**GIVEN EXERCISE**
Reproduce verbatim the lines below, from the one containing "beard shown in this photo." through the last line of the rows, both ends included.

**RECORDS SHOWN**
══════
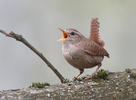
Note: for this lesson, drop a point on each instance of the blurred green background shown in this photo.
(38, 22)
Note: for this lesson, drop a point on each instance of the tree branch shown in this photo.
(24, 41)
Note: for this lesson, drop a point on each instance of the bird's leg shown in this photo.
(99, 65)
(81, 71)
(90, 76)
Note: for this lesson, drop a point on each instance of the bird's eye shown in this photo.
(72, 33)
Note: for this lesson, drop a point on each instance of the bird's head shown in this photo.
(71, 35)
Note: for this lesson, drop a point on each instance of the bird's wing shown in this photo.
(93, 49)
(94, 32)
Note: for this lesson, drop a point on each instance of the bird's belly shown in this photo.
(80, 60)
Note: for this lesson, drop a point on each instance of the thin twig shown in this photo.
(24, 41)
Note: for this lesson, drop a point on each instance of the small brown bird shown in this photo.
(82, 52)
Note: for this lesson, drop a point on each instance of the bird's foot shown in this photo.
(87, 77)
(77, 79)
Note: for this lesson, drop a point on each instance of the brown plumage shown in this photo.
(94, 32)
(82, 52)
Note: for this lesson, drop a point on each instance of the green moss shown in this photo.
(101, 74)
(133, 75)
(39, 85)
(128, 70)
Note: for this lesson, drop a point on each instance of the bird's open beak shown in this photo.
(65, 35)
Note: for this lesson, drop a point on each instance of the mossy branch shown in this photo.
(24, 41)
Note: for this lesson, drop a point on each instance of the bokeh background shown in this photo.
(38, 22)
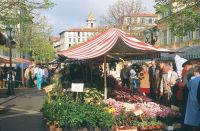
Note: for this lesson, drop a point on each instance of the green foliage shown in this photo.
(32, 32)
(65, 111)
(125, 119)
(185, 20)
(13, 12)
(93, 96)
(188, 21)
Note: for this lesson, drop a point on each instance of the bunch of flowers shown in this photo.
(114, 106)
(152, 109)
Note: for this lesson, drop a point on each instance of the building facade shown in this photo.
(135, 24)
(74, 36)
(166, 37)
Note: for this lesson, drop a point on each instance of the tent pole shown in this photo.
(105, 80)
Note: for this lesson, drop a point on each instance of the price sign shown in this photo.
(138, 112)
(77, 87)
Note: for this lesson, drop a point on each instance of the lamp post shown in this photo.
(10, 34)
(151, 35)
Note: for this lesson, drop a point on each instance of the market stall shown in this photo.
(113, 43)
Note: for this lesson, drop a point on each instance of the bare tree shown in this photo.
(115, 14)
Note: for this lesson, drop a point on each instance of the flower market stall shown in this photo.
(113, 43)
(90, 109)
(90, 112)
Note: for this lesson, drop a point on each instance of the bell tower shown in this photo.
(91, 21)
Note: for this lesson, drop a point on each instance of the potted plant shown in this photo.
(169, 120)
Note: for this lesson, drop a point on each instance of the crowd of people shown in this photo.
(37, 76)
(163, 84)
(34, 76)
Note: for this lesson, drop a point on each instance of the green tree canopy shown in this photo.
(184, 15)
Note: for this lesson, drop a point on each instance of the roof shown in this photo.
(55, 38)
(142, 15)
(84, 30)
(113, 42)
(90, 17)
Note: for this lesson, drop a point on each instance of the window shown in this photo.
(165, 37)
(128, 20)
(180, 39)
(172, 37)
(198, 33)
(150, 21)
(135, 20)
(142, 20)
(189, 35)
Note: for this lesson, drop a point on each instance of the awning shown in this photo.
(6, 60)
(113, 42)
(2, 39)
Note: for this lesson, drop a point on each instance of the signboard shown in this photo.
(77, 87)
(138, 112)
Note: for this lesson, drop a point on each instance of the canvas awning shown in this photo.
(113, 42)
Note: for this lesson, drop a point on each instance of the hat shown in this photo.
(189, 62)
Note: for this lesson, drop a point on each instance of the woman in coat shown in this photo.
(144, 81)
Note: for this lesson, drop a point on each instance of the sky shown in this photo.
(73, 13)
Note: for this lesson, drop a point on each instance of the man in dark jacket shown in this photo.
(154, 79)
(124, 74)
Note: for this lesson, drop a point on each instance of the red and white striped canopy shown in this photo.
(113, 42)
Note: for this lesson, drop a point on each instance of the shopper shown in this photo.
(154, 79)
(192, 115)
(124, 74)
(133, 78)
(169, 79)
(144, 81)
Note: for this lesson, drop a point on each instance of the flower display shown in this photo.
(150, 109)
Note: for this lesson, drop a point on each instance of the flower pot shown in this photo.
(59, 129)
(144, 128)
(123, 128)
(52, 128)
(157, 126)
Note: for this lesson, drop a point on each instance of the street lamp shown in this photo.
(10, 34)
(151, 35)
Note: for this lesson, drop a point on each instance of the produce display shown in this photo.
(126, 95)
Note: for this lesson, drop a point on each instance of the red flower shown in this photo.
(128, 119)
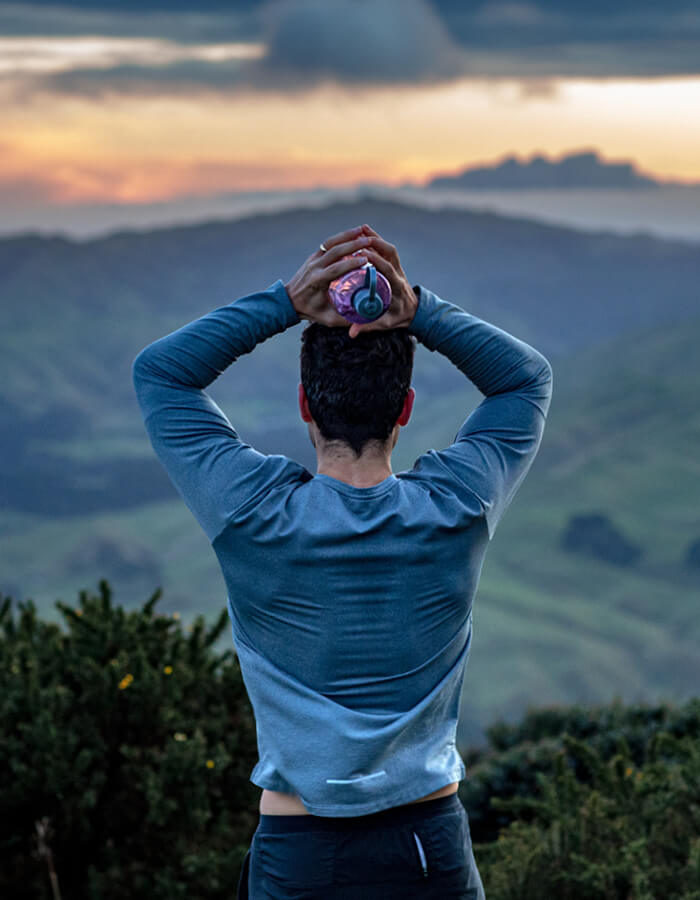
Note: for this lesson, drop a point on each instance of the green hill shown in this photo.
(83, 497)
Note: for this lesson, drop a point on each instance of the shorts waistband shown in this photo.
(397, 815)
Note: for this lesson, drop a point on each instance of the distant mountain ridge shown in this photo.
(82, 495)
(584, 169)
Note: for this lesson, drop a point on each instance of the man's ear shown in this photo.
(304, 405)
(405, 414)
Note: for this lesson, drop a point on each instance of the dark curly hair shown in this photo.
(356, 387)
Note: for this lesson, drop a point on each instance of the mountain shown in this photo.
(82, 495)
(582, 169)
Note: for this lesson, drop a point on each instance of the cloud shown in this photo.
(361, 42)
(358, 41)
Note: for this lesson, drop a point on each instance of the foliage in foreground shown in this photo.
(626, 833)
(131, 741)
(126, 744)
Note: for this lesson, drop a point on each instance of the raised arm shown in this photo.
(497, 444)
(214, 471)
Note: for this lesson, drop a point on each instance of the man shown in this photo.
(350, 592)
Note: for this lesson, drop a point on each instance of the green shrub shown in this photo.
(626, 833)
(133, 741)
(517, 754)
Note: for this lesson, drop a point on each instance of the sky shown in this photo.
(140, 102)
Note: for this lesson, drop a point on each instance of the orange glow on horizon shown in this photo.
(139, 149)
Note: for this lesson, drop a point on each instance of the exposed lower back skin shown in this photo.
(274, 803)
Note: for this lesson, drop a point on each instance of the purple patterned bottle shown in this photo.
(361, 295)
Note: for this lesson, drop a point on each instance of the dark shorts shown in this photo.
(420, 851)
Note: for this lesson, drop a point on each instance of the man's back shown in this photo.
(351, 612)
(350, 605)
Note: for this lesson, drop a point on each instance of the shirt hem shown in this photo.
(347, 810)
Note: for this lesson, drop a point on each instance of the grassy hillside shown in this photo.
(83, 497)
(551, 626)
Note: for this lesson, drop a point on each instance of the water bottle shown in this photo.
(361, 295)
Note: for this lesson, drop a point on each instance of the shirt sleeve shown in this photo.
(496, 445)
(213, 470)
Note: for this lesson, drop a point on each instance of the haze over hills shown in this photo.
(580, 190)
(83, 496)
(578, 169)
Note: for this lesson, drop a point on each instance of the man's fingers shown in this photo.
(330, 273)
(387, 250)
(383, 266)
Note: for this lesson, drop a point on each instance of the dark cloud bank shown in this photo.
(355, 42)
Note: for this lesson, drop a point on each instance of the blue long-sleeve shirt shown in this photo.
(351, 608)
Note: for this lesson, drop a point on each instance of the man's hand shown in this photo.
(308, 289)
(404, 303)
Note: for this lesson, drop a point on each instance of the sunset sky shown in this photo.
(137, 102)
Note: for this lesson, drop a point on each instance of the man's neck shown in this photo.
(364, 471)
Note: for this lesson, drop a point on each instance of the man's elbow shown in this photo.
(142, 366)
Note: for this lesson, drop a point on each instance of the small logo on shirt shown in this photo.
(355, 778)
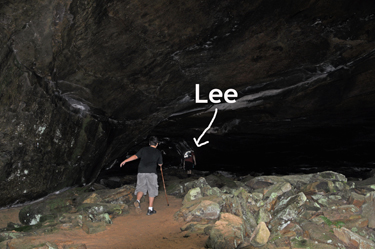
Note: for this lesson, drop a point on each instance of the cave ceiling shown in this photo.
(83, 83)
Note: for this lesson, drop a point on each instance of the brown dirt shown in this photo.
(133, 230)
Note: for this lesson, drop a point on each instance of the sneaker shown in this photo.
(137, 207)
(149, 212)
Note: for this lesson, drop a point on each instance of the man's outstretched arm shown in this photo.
(132, 158)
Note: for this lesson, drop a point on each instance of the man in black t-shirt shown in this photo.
(147, 179)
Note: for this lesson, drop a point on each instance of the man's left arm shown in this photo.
(132, 158)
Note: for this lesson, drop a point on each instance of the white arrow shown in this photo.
(209, 126)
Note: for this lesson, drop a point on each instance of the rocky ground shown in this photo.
(321, 210)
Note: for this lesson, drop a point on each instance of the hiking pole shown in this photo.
(164, 185)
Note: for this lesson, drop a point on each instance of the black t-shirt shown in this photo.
(150, 158)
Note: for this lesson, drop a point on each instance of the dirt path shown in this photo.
(131, 231)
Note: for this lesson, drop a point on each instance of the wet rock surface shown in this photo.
(286, 214)
(82, 84)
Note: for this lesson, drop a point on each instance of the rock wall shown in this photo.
(81, 82)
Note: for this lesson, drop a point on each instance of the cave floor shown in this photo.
(130, 231)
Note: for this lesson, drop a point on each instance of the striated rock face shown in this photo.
(82, 82)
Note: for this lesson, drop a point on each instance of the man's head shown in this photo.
(153, 141)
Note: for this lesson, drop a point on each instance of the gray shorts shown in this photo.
(147, 182)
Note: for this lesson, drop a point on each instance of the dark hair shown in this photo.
(153, 140)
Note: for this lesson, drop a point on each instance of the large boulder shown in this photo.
(228, 232)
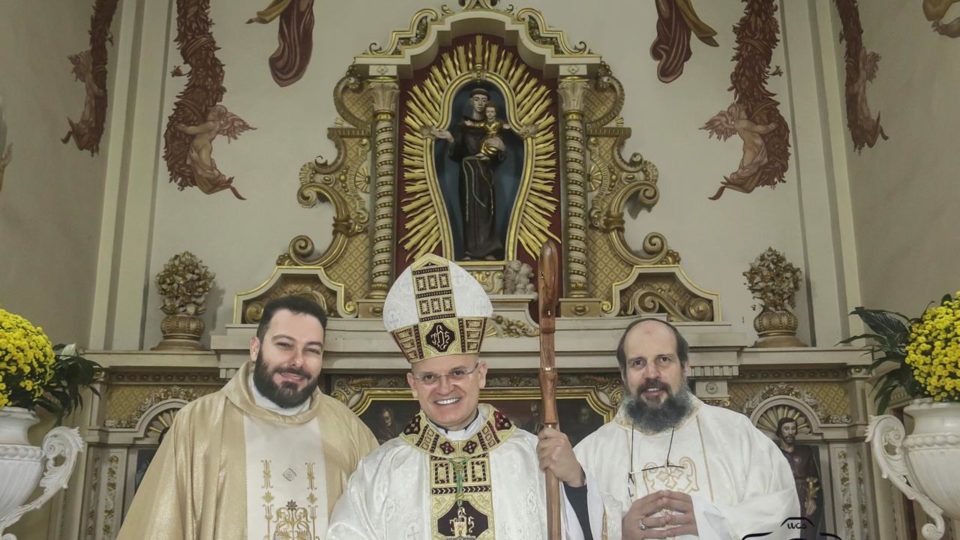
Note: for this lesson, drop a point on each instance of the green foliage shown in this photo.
(888, 339)
(71, 374)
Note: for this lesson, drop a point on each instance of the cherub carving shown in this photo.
(84, 131)
(734, 121)
(206, 175)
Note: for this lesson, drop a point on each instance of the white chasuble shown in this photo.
(427, 485)
(736, 476)
(224, 454)
(286, 479)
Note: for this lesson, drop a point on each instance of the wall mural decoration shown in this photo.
(290, 60)
(935, 10)
(198, 117)
(90, 66)
(754, 115)
(6, 149)
(861, 68)
(676, 20)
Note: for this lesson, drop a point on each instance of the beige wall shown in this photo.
(52, 193)
(906, 190)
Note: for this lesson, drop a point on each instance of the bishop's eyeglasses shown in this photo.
(454, 375)
(634, 476)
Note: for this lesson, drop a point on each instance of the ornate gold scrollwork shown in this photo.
(402, 39)
(544, 35)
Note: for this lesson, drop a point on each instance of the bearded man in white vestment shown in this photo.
(459, 469)
(267, 456)
(669, 465)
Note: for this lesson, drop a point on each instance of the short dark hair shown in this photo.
(784, 421)
(683, 348)
(293, 304)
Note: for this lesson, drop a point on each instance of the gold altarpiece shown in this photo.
(569, 182)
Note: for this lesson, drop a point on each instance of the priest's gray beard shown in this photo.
(286, 396)
(667, 415)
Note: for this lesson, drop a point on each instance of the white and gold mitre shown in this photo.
(436, 308)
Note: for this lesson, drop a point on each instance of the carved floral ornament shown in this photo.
══════
**ANSWER**
Note: for this lesson, drop a point on each instance of the priest's gray beard shown in this photo.
(286, 396)
(667, 415)
Note: for this lesson, drop a point on each instance of the white and gold mitre shown in this photo.
(436, 308)
Note: for this lesson, drop a point on each instance of the carved floral ornament shown in this photo.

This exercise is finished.